The passage below describes tracking down an oil leak on a car. Why does the writer doubt that the missing o-ring rotted, dissolved, or fell apart? Answer in one to three sentences.

[Passage — start]

Thinking it was oil running from when the valve cover I kind of ignored it. The motor and trans oil were always at the proper level and It wasn't dripping everywhere so I never worried about it. It didn't smell like motor oil, and didn't quite smell like gear oil (I was thinking 75w90 and 75w140 that goes in axles and truck manual gear boxes).

About a year ago it started to leave a small drip every time I parked. I still couldn't find the leak after wiping things down. Trans/motor were full. Last week I found it when I had the car jacked up to check wheel speed sensors and lube my caliper guide pins. It was the pivot pin on the bottom of the case. After wiping everything down, it took about 30 minutes for the oil to seep to the edges of the tab on the pin that bolts it to the case. I was very surprised and a little annoyed (at the dealer) when I pulled the pin out and there was no o-ring there.... Not the first time I had a problem after having the dealer service the vehicle and then finding a problem... I seriously doubt the o-ring would have rotted out, dissolved, fallen apart because its not exposed to the elements and is completely covered up by the tab on the pivot pin. Any ideas?
 
Last edited:

tdi90hp

Veteran Member
Joined
Feb 5, 2002
Location
Canuckland
TDI
2011 Golf TDI 6 speed(gone but NEVER forgotten)
what is current up to date spec on a CR 2011 manual golf for the trans oil.....seems to be lots of different oils being used from redline to GM synchromesh to G052 etc....
 

hskrdu

Top Post Dawg
Joined
Oct 17, 2003
Location
Maryland and New England
TDI
2003 Golf GLS 4D 5M, 2015 GSW SE 6M
I used frugal's terrific how-to to change the trans oil on my Golf at 100k mi. I'm getting ready to change the oil in her Jetta, and I wanted to check to see if anyone can recall the thread about oil starvation/shortage to the 5th gear area: Specifically, can we add anything to this thread about draining the oil from the 5th gear area (02J), or filling the transmission a little extra to ensure oil is getting to 5th gear? Other good thoughts/comments appreciated, as always.

[Passage — finish]
[Data for analysis — start]

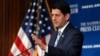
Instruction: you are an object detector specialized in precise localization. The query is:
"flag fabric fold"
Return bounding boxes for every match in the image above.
[8,0,53,56]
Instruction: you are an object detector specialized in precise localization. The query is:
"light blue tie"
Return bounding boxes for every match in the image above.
[54,31,61,47]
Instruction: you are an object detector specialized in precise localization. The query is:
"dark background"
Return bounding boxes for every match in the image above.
[0,0,53,56]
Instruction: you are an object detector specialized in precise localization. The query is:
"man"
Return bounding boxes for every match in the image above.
[32,2,83,56]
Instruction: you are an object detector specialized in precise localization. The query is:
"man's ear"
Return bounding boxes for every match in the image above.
[65,13,70,21]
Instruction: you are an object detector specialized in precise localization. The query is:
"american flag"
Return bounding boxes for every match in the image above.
[8,0,53,56]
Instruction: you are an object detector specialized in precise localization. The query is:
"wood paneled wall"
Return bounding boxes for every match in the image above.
[0,0,53,56]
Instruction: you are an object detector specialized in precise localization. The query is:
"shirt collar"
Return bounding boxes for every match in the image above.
[58,21,69,33]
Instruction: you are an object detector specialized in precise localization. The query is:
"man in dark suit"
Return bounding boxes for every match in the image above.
[32,2,83,56]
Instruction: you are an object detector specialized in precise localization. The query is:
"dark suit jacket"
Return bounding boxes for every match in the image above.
[45,23,83,56]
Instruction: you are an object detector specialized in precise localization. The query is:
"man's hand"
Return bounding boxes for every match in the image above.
[31,34,46,50]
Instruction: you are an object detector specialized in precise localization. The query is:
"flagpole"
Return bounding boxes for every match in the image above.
[45,0,57,31]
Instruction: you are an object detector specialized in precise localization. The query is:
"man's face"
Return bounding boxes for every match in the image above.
[51,9,68,28]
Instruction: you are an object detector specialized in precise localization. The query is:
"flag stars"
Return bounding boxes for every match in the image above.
[33,31,36,34]
[34,24,36,27]
[25,22,28,26]
[43,24,46,27]
[39,6,42,9]
[45,17,48,21]
[33,2,36,6]
[48,26,51,30]
[41,14,44,18]
[39,20,42,24]
[41,29,44,33]
[28,9,30,13]
[31,16,34,19]
[42,9,45,12]
[30,23,33,26]
[26,15,29,19]
[32,9,35,13]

[Data for analysis — finish]

→ **Completed task**
The writer doubts it because the o-ring isn't exposed to the elements. It is completely covered by the tab on the pivot pin.